**EXERCISE**
Output, please, every line from the line that holds "of the patient's" to the end, exactly as written.

**DATA LISTING**
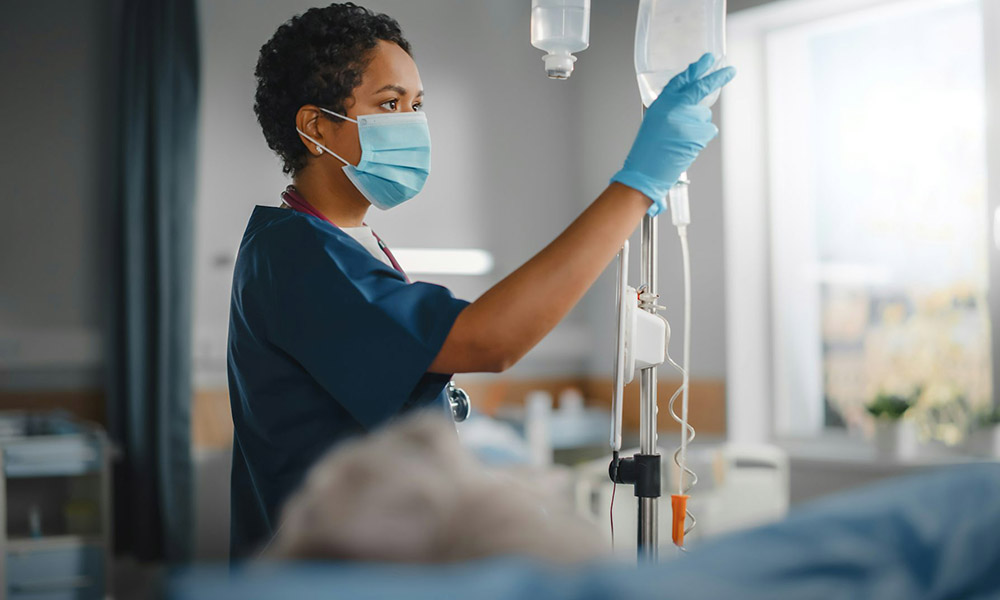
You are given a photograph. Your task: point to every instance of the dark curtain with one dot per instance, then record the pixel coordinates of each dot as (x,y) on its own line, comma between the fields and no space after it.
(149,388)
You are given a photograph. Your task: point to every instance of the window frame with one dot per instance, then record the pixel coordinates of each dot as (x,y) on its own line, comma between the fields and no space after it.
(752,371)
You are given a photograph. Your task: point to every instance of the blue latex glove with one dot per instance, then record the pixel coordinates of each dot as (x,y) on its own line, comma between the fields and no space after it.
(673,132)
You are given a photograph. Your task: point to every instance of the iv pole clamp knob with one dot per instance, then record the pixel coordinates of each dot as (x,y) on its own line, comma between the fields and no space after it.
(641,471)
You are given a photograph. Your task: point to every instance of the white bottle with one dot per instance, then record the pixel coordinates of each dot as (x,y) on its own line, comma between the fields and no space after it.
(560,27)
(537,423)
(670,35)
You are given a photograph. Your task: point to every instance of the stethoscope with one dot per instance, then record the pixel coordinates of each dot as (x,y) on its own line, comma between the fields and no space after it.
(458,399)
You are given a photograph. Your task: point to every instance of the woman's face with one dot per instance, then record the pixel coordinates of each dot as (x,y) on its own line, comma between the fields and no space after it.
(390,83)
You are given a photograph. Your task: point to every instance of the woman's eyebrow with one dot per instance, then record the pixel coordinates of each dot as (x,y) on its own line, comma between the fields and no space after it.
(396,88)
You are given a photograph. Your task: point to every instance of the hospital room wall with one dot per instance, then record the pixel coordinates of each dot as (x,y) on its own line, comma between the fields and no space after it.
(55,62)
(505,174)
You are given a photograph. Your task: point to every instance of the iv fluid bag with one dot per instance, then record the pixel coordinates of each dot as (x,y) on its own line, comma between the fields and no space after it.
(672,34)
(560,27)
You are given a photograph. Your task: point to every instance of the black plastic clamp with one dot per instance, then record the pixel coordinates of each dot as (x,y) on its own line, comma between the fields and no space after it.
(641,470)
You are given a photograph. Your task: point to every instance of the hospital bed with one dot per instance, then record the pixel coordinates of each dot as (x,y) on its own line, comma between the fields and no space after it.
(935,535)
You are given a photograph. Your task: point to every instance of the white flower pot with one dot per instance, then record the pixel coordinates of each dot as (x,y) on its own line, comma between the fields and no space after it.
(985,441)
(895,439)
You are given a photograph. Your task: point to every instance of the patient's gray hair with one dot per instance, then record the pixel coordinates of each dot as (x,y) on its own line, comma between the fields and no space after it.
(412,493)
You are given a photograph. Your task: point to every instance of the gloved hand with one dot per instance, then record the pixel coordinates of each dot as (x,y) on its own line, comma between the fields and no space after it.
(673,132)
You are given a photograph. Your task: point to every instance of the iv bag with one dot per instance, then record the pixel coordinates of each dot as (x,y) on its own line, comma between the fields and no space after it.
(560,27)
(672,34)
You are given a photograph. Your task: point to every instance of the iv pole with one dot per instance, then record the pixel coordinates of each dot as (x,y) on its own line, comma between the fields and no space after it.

**RESULT**
You are given a photograph. Your task: point to every instance of the patient's gray hair with one dot per instance, then record the pixel coordinates of each dot as (x,y) on its own line, comma between the fields and no space after it.
(412,493)
You are given a photograph. Your task: point to every instance of the gloved hand with one dot per instance, then record the pixel coordinates of each dot as (x,y) on its own line, comma between the fields and no space after it.
(673,132)
You are given a photograph. Your task: point to every instance of the iv bag with one dot per instance, then record the pixel coordinates of each dot as (x,y) on its own line, comma between the fields and no space after it.
(560,27)
(672,34)
You are given a photograph. Your task: point to every instance of the iv pole with one dot per instance, then record the pixel coordinates of each dot as (x,y) on its own line, comma between the fields and no space after it.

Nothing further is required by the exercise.